◆ **Goal of the exercise**:
From the first line to the last, give the records again exactly.

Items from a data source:
::::::::::
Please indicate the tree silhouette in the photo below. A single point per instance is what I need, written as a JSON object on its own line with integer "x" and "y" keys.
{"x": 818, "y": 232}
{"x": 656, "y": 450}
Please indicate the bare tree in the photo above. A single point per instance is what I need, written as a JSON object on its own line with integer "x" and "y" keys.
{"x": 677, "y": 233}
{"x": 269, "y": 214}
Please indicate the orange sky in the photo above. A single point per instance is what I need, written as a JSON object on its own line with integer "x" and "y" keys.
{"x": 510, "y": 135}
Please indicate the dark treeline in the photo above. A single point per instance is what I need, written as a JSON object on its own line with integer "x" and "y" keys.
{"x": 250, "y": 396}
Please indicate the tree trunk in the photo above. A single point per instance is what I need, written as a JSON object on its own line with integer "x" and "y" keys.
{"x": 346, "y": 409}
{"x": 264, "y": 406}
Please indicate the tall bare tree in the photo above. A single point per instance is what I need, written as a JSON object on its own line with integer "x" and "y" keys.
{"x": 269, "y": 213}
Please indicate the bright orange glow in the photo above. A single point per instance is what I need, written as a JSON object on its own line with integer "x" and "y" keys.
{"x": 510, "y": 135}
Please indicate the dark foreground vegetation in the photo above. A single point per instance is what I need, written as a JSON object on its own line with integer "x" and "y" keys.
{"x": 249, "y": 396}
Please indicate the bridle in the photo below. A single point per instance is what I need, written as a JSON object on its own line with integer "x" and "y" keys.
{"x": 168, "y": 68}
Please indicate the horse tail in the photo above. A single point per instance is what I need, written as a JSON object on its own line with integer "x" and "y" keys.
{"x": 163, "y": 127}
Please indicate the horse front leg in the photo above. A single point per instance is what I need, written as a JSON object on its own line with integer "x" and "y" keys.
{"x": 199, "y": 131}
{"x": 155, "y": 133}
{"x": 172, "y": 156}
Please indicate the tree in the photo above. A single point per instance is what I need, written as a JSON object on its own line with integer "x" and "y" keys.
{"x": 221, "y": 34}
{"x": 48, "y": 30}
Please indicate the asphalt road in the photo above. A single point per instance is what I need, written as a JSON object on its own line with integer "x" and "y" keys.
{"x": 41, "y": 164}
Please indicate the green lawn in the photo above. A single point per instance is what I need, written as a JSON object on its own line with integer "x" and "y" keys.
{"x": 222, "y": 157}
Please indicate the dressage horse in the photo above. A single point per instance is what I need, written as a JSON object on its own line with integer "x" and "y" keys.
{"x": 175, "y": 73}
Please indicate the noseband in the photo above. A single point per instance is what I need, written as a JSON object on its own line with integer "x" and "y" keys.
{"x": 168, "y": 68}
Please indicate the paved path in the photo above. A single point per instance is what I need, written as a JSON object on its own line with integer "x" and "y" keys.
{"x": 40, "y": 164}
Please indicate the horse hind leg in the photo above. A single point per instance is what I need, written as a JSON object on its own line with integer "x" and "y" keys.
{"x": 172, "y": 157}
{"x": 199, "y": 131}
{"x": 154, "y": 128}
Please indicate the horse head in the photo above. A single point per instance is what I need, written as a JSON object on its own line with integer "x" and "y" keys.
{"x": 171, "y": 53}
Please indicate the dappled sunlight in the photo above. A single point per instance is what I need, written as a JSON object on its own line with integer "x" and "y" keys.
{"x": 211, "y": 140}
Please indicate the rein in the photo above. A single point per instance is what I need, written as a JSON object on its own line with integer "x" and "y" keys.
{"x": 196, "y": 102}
::::::::::
◆ **Answer section**:
Please indicate the tree silhouette in the photo below. A single point per instance is what I need, written as a JSON object on its own line with integer "x" and "y" keys.
{"x": 818, "y": 232}
{"x": 656, "y": 450}
Please indicate the bare tree in the photo above. A single point per instance is what I need, written as a JSON object on its own line with integer "x" and "y" keys.
{"x": 677, "y": 233}
{"x": 269, "y": 214}
Please indicate the orange sky in the photo above. A single point per instance is what I need, written as a JSON object on its own line with integer "x" and "y" keys.
{"x": 510, "y": 135}
Please indicate the dark treeline in the photo above. A single point per instance is what I need, written as a JSON object on its own line with integer "x" and "y" keys.
{"x": 250, "y": 396}
Please indicate the tree trunk in the photo above. A single point per instance is what I need, written as a JSON object on its own line with integer "x" and "y" keys.
{"x": 346, "y": 409}
{"x": 264, "y": 406}
Please indicate the tall bare tree in the photo above. A single point per instance is what I need, written as a JSON object on its own line with integer "x" and "y" keys.
{"x": 269, "y": 213}
Please indicate the bright orange glow in the photo above. A single point per instance is what I need, written as a JSON object on its own line with integer "x" and "y" keys.
{"x": 510, "y": 135}
Please indicate the dark foreground vegetation in the photo above. A single point per instance is what I need, written as a JSON object on its own line with integer "x" and "y" keys.
{"x": 249, "y": 396}
Please indicate the bridle in the photo below. A single point per instance is what I need, written as a JSON object on its own line with integer "x" and "y" keys.
{"x": 168, "y": 68}
Please indicate the horse tail in the photo above. A single point per instance is what I need, written as a JSON object on its own line with integer "x" and "y" keys.
{"x": 163, "y": 127}
Please indicate the horse front leg in the photo above. A single point per instance is what I need, written as a JSON object on its own line with integer "x" and "y" keys.
{"x": 199, "y": 131}
{"x": 155, "y": 133}
{"x": 172, "y": 156}
Please indicate the tree in the photo above. A single point per instance is what I need, written as a JSON object on its own line with integer "x" and "y" keys.
{"x": 221, "y": 34}
{"x": 48, "y": 30}
Please indicate the asphalt road in the photo above. A single point per instance is what I need, written as a JSON object on its own line with integer "x" and "y" keys.
{"x": 41, "y": 164}
Please indicate the green lawn in the photo above. A single point per instance is what I need, written as a JSON object on its own line with integer "x" and "y" keys.
{"x": 222, "y": 157}
Please indicate the dressage horse in the photo above. A single point per instance is what I need, written as a JSON object on its own line with integer "x" and "y" keys.
{"x": 175, "y": 73}
Please indicate the noseband in the photo above. A single point per instance is what I need, written as a JSON object on its own line with integer "x" and "y" keys.
{"x": 168, "y": 68}
Please indicate the paved path in the photo above. A single point per instance is what I need, written as a JSON object on its own line with integer "x" and "y" keys.
{"x": 40, "y": 164}
Please indicate the horse hind leg in the photo above. A single point per instance is what I need, written as a JSON object on its own line with integer "x" and "y" keys.
{"x": 172, "y": 157}
{"x": 199, "y": 131}
{"x": 154, "y": 128}
Please indicate the horse head in the photo above. A single point per instance is what I need, written as a JSON object on its own line with integer "x" and "y" keys.
{"x": 171, "y": 53}
Please indicate the dappled sunlight in the photo above. A single point per instance is what I need, written as a JSON object on its own line with integer "x" and "y" keys.
{"x": 211, "y": 140}
Please indicate the rein in the photo above. A single point per instance is what I need, written as a JSON object on its own line with integer "x" and "y" keys.
{"x": 196, "y": 102}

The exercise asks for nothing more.